### Your goal
Using the material below, copy every line where "probe" appears.

### Input
----------------

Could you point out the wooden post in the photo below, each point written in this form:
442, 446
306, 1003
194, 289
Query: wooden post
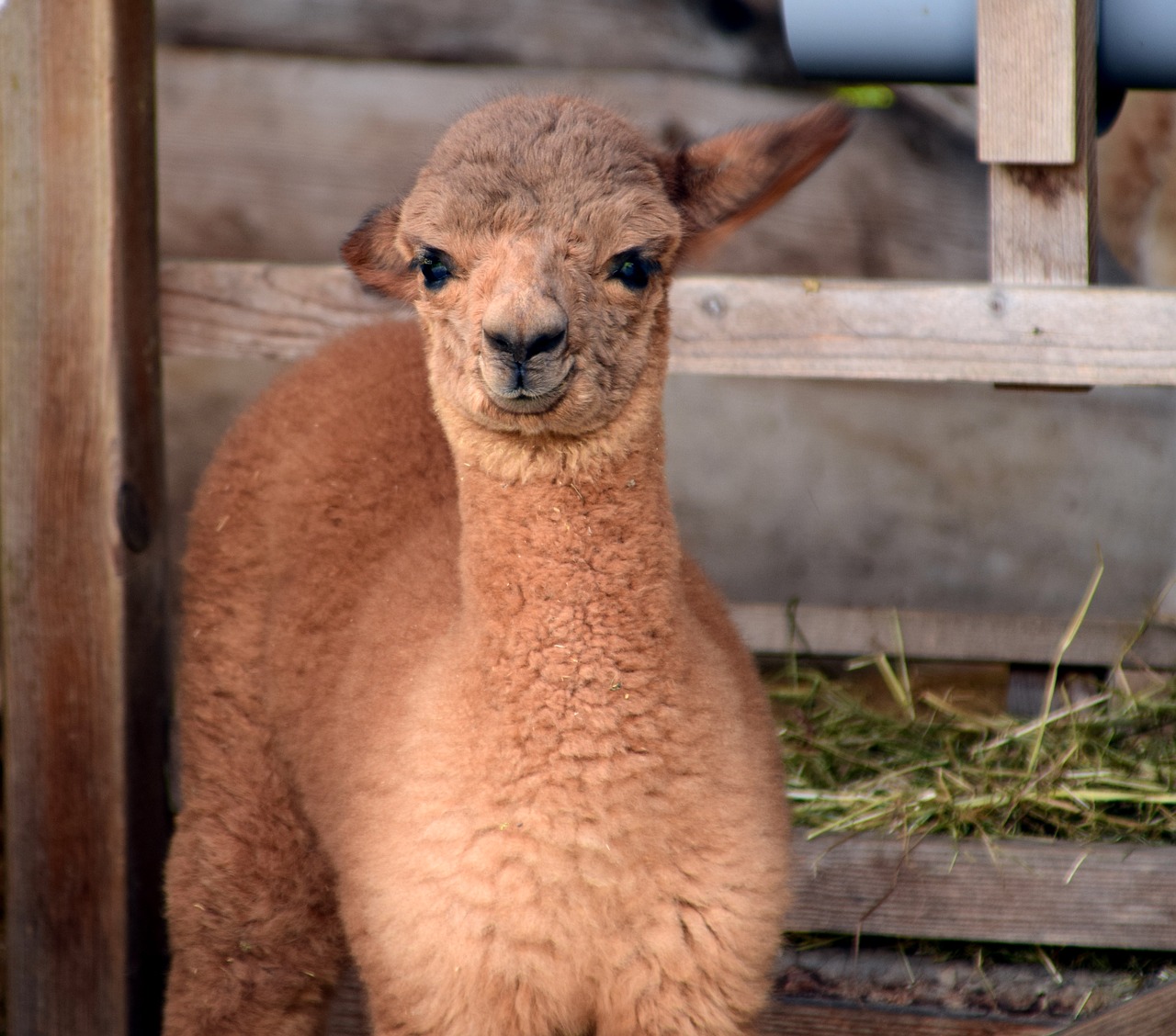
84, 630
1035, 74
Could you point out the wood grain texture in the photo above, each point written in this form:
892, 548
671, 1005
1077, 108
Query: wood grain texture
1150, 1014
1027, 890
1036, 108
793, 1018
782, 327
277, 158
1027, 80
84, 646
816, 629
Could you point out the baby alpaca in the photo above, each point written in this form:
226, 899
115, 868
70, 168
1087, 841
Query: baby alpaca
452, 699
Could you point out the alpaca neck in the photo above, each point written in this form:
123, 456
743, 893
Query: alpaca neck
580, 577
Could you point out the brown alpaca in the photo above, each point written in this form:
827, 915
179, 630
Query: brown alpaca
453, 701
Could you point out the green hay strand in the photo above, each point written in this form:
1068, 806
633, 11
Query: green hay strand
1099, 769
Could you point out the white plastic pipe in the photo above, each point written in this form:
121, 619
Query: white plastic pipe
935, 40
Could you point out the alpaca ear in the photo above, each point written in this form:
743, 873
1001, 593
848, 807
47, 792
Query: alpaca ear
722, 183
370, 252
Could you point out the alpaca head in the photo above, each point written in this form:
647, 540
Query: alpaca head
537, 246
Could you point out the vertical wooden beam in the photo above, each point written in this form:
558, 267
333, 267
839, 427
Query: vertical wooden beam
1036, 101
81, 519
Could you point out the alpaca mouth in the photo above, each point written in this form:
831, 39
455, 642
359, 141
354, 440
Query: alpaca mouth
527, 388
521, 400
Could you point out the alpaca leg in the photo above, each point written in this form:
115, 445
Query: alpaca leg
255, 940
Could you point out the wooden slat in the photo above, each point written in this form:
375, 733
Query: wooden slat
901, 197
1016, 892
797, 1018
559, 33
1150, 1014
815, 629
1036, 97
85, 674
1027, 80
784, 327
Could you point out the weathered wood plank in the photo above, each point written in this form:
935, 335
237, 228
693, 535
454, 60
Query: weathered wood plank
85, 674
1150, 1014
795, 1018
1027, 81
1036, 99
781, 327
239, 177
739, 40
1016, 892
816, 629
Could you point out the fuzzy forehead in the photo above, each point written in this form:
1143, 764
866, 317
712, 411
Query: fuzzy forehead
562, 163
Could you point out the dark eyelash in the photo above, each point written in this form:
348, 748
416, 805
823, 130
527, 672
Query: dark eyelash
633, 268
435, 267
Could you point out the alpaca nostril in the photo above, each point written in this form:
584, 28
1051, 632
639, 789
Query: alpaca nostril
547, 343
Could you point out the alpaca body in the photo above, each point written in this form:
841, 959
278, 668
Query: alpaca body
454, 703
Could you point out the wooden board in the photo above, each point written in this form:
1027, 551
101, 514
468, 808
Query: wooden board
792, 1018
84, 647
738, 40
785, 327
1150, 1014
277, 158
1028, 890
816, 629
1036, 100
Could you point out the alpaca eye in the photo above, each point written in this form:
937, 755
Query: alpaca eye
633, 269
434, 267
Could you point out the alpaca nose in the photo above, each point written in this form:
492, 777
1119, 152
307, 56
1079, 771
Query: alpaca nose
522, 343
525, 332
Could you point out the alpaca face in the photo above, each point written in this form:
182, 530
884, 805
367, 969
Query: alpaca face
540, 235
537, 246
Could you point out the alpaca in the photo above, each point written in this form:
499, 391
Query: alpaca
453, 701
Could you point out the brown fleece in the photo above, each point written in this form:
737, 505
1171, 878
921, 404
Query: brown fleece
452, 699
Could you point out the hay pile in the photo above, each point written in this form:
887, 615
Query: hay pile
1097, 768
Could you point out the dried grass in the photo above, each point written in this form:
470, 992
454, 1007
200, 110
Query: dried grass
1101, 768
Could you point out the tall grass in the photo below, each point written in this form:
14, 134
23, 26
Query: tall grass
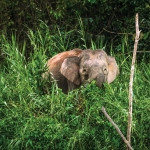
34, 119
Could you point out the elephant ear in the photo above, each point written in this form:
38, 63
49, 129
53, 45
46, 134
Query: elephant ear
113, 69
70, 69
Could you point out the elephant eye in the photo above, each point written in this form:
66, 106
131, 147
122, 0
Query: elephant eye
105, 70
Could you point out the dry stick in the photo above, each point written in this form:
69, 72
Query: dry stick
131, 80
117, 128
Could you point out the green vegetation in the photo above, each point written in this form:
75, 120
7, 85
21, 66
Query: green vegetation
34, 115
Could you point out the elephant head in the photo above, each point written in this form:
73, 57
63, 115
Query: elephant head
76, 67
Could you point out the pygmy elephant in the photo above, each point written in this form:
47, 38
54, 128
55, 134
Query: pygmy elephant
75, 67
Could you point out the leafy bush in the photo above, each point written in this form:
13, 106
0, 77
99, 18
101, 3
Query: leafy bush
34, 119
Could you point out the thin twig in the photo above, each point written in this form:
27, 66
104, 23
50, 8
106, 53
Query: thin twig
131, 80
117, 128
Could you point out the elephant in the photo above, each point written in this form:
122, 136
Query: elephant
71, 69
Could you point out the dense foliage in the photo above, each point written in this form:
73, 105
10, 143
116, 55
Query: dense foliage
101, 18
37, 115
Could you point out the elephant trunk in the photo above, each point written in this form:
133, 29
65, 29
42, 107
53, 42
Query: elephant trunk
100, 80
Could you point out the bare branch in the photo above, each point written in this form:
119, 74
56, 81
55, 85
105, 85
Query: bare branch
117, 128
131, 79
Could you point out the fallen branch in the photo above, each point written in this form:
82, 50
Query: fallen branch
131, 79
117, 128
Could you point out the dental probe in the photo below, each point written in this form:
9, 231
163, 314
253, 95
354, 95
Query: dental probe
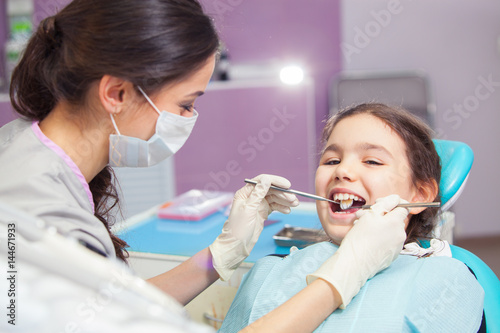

----------------

### Solution to the problem
Could you point out the dental probe in the photo below, each point written in this form:
Query: dental probe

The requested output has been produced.